Switch every "Target" in the material to "Object", leaving everything else as it is.

##### Provided material #####

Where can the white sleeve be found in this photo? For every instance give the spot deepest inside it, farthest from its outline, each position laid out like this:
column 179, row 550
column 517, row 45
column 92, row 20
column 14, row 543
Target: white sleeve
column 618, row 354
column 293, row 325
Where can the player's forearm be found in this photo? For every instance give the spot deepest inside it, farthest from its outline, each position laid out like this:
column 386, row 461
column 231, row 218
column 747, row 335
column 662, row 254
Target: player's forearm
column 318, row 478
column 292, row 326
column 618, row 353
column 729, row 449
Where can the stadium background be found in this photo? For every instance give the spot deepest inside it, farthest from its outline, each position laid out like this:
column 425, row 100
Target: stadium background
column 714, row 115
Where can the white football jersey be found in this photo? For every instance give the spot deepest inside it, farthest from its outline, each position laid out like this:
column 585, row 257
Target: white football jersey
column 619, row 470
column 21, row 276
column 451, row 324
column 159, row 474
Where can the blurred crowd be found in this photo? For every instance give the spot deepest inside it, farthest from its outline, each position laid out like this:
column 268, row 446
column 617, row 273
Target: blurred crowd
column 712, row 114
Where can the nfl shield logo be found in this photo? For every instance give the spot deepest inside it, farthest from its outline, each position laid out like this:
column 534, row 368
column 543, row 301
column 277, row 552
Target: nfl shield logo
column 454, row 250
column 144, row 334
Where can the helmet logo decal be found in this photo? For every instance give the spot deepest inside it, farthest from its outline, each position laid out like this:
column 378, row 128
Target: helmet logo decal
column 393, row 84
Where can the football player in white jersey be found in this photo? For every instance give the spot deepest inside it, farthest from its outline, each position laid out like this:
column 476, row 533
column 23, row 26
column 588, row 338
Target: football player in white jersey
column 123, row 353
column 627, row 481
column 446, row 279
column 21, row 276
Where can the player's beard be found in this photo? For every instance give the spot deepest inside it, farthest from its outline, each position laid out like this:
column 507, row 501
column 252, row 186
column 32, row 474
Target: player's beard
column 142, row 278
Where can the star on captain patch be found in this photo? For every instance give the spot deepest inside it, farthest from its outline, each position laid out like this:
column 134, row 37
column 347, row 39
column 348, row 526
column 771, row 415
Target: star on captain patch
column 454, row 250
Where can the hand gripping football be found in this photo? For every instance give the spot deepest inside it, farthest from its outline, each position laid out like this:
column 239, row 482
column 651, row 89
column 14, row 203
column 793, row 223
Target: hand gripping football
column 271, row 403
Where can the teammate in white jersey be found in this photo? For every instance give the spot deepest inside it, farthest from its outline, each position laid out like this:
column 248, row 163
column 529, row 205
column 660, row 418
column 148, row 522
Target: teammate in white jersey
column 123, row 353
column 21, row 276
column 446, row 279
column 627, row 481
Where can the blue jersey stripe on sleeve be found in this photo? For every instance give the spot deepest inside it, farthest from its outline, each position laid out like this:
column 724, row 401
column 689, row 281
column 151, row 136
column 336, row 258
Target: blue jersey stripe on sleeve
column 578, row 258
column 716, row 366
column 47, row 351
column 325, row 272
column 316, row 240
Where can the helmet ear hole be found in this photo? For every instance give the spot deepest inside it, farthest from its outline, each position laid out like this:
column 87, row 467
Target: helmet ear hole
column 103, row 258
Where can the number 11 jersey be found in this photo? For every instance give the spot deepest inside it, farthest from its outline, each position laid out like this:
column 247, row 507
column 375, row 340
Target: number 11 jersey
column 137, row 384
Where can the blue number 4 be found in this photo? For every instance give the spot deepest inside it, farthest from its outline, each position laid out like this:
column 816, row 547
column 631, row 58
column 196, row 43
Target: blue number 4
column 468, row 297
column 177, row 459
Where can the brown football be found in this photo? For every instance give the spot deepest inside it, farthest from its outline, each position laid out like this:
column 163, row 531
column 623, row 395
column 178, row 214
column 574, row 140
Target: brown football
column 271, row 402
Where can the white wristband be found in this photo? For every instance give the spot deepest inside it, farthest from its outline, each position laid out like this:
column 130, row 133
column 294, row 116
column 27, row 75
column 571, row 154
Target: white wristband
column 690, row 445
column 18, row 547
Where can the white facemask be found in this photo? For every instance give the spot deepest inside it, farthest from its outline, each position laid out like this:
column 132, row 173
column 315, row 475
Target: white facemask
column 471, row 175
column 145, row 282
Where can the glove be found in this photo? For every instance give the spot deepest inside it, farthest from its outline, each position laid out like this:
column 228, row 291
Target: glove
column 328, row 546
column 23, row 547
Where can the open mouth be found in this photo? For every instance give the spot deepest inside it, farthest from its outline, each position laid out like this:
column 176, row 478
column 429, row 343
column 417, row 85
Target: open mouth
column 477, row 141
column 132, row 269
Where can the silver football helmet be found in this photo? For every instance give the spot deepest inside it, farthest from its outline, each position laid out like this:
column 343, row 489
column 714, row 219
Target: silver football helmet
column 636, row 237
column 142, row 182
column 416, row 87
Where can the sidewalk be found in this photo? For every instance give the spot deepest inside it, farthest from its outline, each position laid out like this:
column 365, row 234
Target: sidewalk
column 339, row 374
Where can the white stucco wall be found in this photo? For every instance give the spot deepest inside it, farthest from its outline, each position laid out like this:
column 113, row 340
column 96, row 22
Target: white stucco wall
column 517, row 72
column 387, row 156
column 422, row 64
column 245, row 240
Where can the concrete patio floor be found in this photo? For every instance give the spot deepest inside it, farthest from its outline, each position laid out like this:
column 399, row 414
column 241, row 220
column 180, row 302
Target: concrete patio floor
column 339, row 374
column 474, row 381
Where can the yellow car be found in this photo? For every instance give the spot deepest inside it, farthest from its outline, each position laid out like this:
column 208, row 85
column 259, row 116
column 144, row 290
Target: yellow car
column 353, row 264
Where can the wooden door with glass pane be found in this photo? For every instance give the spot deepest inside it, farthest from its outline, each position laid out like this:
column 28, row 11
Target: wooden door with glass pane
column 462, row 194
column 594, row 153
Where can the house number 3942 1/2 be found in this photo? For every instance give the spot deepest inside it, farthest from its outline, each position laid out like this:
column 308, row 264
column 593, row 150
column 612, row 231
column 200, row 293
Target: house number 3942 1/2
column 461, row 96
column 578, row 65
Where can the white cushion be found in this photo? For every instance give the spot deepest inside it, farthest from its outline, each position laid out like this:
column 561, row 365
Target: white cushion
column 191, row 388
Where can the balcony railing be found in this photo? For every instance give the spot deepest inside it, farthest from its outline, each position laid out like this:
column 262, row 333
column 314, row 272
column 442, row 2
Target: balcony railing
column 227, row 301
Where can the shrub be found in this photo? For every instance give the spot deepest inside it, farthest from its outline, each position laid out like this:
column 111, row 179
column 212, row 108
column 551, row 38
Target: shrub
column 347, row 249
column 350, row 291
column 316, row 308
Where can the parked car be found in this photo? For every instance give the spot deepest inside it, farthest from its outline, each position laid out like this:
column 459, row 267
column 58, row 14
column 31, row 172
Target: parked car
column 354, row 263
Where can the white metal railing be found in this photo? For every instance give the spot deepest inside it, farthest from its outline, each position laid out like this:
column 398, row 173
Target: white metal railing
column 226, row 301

#####

**The reply**.
Where can the white sleeve be found in this photo? For every instance give the spot deepest inside it, farthest from its outline, each position laid out like this:
column 179, row 550
column 517, row 45
column 92, row 20
column 14, row 543
Object: white sleeve
column 618, row 354
column 293, row 325
Where can the player's forearm be found in this photo? For every instance give the spot deepest inside it, farthest from its outline, each position laid out like this:
column 386, row 461
column 231, row 218
column 747, row 335
column 662, row 254
Object: player's forearm
column 318, row 478
column 292, row 326
column 618, row 353
column 729, row 449
Where can the stadium background be found in this photo? For every instance give the spot deepest inside it, farthest from its outline, each position laid out like this:
column 425, row 100
Object: stadium background
column 714, row 115
Where can the white football jersey be found in this photo? For every instance give the spot deepest inside it, farthest from its outline, each position laid out like this:
column 585, row 257
Object: white football jersey
column 619, row 470
column 21, row 276
column 451, row 324
column 159, row 474
Where can the blurred crowd be found in this photo? For every instance give the spot deepest inside it, farthest from its outline, each position laid out like this:
column 268, row 446
column 617, row 273
Object: blurred crowd
column 712, row 114
Where can the nfl shield logo be found in this photo? For every instance give the spot deepest inside it, farthest from its outline, each position laid out like this:
column 534, row 368
column 543, row 301
column 277, row 552
Object: nfl shield logo
column 454, row 250
column 144, row 334
Where can the helmet logo decal be found in this photo? For every instance give the spot deepest inside it, farthest from its outline, each position laid out like this:
column 378, row 128
Object: helmet logo decal
column 393, row 84
Where can the football player in white jersey be found in this photo? For every instance give the spot deepest inside it, farthest from its outline, each position laid out like this:
column 476, row 533
column 23, row 26
column 588, row 338
Object: football player in white jersey
column 123, row 353
column 627, row 481
column 446, row 279
column 21, row 276
Where can the player's beard be found in this photo? For every instance give the spot deepest inside it, farthest from its outline, each position laid out like this:
column 507, row 501
column 252, row 186
column 32, row 474
Object: player's beard
column 142, row 278
Where can the star on captain patch be found in this photo? For every instance give the spot deepest inside it, farthest from its outline, each position laid out like this:
column 134, row 37
column 347, row 39
column 348, row 526
column 771, row 415
Object: star on captain patch
column 454, row 250
Where can the hand gripping football be found in this photo? For every instance give the spot deepest inside it, farthest from its outline, each position laid out like this:
column 239, row 482
column 651, row 89
column 14, row 203
column 793, row 223
Object: hand gripping football
column 271, row 403
Where can the teammate in white jersey be found in this photo? For every instance give the spot deepest inside it, farthest from its outline, each position laid out like this:
column 248, row 163
column 529, row 205
column 660, row 418
column 148, row 522
Object: teammate in white jersey
column 123, row 353
column 21, row 276
column 446, row 279
column 627, row 481
Where can the blue jersey stripe on sleeve be found in this photo? For every instance give the spot deepest inside it, farthest from its outline, each position laid out like this:
column 724, row 401
column 689, row 281
column 151, row 136
column 336, row 258
Object: blue jersey stripe on sleeve
column 578, row 258
column 716, row 366
column 47, row 351
column 325, row 272
column 316, row 240
Where can the helmet ear hole be found in this photo? For every instance give the spot deepest inside it, farthest from its outline, each position laid out like this:
column 87, row 467
Object: helmet ear hole
column 103, row 258
Where can the number 11 jersey be found in this photo? For every instance give the spot deepest inside it, farthest from its outline, each position laid out like this:
column 247, row 507
column 375, row 340
Object: number 11 jersey
column 137, row 384
Where can the blue number 4 be found in this photo? For every instance give the spot deepest inside it, farthest from its outline, each position laid out like this:
column 816, row 547
column 631, row 58
column 196, row 43
Object: blue number 4
column 468, row 297
column 177, row 459
Where can the brown football be found in this photo? For every instance give the spot deepest inside it, farthest from its outline, each position laid out like this:
column 163, row 531
column 623, row 395
column 178, row 214
column 574, row 140
Object: brown football
column 271, row 402
Where can the white wristband be found in this photo? For every instance give the spot deepest inside it, farthest from its outline, each position laid out like this:
column 130, row 133
column 294, row 116
column 27, row 75
column 571, row 154
Object: white wristband
column 690, row 445
column 18, row 547
Where can the white facemask be found in this photo? For every instance give the spot deepest inside it, farthest from its outline, each position laid out like this:
column 132, row 173
column 315, row 475
Object: white facemask
column 471, row 175
column 145, row 282
Where can the glove be found in this photo? For every instance give the spot deepest inside it, farthest from its outline, each position laid out like this:
column 228, row 291
Object: glove
column 328, row 546
column 23, row 547
Where can the open mouth be found in this photo? For every instance give the spot deepest inside it, farthest from its outline, each position laid out like this:
column 176, row 478
column 429, row 343
column 417, row 85
Object: open mouth
column 477, row 141
column 132, row 269
Where can the silver football helmet be found in this photo? For every instance give the spot deepest inside it, farthest from its outline, each position laid out like this:
column 343, row 489
column 714, row 219
Object: silver football helmet
column 636, row 237
column 142, row 182
column 416, row 87
Where can the sidewalk be found in this photo? For every instance give the spot deepest inside it, farthest from its outline, each position laid out like this:
column 365, row 234
Object: sidewalk
column 339, row 374
Where can the white stucco wall be found in this photo? For every instance give the spot deepest inside it, farthest from its outline, each position laid out like this:
column 113, row 340
column 96, row 22
Object: white stucco wall
column 517, row 72
column 387, row 156
column 422, row 64
column 245, row 240
Where can the concrete patio floor be found in this photo? For every instance give the spot deepest inside it, farthest from its outline, each position laid out like this:
column 399, row 414
column 241, row 220
column 180, row 302
Object: concrete patio floor
column 339, row 374
column 474, row 381
Where can the yellow car be found in this photo? For every instance give the spot deepest inside it, farthest from its outline, each position laid out like this:
column 208, row 85
column 259, row 116
column 144, row 290
Object: yellow car
column 353, row 264
Where can the wooden door with glass pane be found in this photo? For every instance give the spot deepest inside it, farthest from its outline, each position laid out like this:
column 28, row 11
Object: wooden door with glass pane
column 462, row 194
column 594, row 153
Where can the house number 3942 1/2 be found in this photo? For every instance give the spot deepest inside it, farthest from its outline, each position laid out like this:
column 308, row 264
column 593, row 150
column 612, row 231
column 200, row 293
Object: house number 3942 1/2
column 461, row 96
column 578, row 65
Where can the white cushion be found in this photo? For every instance give the spot deepest inside it, farthest from its outline, each position laid out like this:
column 561, row 365
Object: white cushion
column 191, row 388
Where can the balcony railing be found in this photo? For every instance give the spot deepest inside it, farthest from its outline, each position laid out like this:
column 262, row 333
column 314, row 272
column 442, row 2
Object: balcony railing
column 227, row 301
Where can the shrub be found in this photo? For every instance give the spot deepest inside it, farthest from its outline, each position laid out like this:
column 111, row 179
column 212, row 108
column 551, row 38
Object: shrub
column 347, row 249
column 350, row 291
column 316, row 308
Where can the parked car be found in this photo? For every instance give the spot deepest inside it, farthest from its outline, each position laid out like this:
column 459, row 267
column 58, row 14
column 31, row 172
Object: parked car
column 354, row 263
Where can the white metal railing be found in this photo? For every instance give the spot deepest inside it, farthest from its outline, each position laid out like this:
column 398, row 173
Object: white metal railing
column 226, row 301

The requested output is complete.